▶ [The request]
Filter the rows below, copying out each line that contains the string "grass". Treat uppercase and lowercase letters as different.

▶ [Material provided]
╭──

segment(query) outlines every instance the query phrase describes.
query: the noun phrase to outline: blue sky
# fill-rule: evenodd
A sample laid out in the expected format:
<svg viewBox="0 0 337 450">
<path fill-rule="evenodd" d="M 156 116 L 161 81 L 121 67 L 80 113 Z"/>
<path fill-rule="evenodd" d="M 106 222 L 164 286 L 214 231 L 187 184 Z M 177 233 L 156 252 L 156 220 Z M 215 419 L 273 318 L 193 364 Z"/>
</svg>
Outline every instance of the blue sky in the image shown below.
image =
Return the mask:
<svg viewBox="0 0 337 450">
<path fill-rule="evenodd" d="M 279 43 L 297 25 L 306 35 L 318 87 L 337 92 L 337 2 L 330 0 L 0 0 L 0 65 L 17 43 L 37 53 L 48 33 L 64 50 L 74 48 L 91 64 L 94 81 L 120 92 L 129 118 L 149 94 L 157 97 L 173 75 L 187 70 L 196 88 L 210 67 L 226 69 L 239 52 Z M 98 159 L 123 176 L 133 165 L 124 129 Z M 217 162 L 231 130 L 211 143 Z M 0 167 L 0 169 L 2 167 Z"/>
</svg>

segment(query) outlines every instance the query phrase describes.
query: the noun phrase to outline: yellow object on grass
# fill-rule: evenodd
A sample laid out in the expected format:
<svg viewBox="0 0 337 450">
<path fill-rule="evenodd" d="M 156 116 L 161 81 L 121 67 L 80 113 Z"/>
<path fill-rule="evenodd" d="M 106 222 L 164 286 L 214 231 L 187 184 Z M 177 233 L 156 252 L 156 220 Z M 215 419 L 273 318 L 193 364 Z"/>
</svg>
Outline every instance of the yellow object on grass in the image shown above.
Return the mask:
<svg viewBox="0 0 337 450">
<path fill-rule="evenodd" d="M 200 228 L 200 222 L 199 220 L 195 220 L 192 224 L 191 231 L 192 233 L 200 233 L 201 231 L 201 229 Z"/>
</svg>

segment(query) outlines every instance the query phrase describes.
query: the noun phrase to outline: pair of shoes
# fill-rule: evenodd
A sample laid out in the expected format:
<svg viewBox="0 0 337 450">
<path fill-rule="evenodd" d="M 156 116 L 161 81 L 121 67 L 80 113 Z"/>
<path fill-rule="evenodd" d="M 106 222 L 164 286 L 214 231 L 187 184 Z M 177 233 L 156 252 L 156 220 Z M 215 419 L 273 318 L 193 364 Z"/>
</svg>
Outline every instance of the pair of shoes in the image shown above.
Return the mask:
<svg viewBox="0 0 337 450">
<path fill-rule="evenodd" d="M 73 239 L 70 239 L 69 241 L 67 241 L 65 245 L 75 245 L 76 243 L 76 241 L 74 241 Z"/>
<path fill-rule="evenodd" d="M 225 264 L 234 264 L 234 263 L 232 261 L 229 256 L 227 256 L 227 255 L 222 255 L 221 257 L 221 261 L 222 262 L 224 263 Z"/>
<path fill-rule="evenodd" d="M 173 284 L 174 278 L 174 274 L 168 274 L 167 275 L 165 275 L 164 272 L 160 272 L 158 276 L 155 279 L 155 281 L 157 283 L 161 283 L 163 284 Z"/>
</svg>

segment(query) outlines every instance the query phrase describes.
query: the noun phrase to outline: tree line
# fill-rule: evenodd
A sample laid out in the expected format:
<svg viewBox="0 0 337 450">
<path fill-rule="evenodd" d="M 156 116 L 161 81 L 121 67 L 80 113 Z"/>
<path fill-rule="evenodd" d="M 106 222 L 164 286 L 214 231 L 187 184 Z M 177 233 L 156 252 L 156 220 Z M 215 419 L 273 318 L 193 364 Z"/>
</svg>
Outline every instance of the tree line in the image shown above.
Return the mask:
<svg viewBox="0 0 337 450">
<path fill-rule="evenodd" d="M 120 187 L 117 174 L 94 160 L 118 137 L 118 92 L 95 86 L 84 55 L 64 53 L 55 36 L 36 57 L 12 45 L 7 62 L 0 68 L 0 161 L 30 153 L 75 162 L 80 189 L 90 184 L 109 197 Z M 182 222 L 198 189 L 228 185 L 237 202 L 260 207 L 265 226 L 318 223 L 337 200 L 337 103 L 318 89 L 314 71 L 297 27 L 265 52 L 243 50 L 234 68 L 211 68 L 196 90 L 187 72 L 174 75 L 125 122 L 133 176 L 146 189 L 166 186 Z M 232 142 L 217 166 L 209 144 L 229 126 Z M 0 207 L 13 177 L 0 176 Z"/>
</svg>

╰──

▶ [Result of the task]
query: the noun phrase to outline: yellow object on grass
Outline every instance of the yellow object on grass in the image shown above.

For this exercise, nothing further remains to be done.